### What is needed
Count how many lines in the records below contain the string "planter". Reply with that number only.

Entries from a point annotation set
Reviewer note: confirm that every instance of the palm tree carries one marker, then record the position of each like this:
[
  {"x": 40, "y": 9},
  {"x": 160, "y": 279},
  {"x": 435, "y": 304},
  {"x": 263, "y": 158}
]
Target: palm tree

* * *

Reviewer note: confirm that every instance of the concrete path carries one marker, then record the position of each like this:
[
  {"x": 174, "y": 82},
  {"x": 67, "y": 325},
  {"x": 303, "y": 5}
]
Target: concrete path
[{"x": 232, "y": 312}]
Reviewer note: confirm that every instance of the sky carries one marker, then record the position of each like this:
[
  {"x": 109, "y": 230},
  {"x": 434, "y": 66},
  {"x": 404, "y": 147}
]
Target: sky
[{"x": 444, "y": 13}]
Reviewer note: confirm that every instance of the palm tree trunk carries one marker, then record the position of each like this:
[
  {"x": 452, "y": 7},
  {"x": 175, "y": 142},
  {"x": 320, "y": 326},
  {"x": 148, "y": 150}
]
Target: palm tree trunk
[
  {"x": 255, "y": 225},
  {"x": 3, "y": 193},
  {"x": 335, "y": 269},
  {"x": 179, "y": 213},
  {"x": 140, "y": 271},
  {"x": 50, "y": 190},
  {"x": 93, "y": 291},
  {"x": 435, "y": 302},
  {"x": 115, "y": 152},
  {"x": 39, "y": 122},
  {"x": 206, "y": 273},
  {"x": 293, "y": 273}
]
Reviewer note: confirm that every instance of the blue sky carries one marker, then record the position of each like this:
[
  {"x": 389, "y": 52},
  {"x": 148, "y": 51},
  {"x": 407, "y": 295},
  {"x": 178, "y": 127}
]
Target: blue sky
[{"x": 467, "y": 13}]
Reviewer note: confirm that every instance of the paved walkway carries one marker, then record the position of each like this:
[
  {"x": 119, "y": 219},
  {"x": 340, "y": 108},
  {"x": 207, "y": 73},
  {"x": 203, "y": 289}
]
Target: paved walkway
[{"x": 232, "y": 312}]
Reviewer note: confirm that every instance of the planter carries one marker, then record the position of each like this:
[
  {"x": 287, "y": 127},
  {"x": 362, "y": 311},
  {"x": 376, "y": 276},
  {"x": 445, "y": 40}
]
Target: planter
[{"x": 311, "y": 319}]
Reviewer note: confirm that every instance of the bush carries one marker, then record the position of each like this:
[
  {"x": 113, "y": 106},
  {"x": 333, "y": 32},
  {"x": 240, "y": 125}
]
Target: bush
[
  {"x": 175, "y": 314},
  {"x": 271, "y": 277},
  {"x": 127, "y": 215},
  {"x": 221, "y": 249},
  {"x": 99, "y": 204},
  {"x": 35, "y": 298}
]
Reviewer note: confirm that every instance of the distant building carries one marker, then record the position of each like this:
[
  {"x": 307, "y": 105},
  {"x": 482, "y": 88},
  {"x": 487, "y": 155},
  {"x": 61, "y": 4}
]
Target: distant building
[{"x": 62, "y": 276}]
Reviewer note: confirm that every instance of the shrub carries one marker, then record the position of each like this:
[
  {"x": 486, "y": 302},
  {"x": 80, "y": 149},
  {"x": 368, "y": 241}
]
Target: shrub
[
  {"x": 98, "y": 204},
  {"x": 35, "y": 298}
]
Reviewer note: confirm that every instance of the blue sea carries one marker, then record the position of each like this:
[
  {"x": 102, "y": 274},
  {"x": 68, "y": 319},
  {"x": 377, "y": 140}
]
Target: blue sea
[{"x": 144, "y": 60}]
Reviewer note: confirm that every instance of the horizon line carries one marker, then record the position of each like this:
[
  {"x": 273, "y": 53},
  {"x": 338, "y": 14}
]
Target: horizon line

### Task answer
2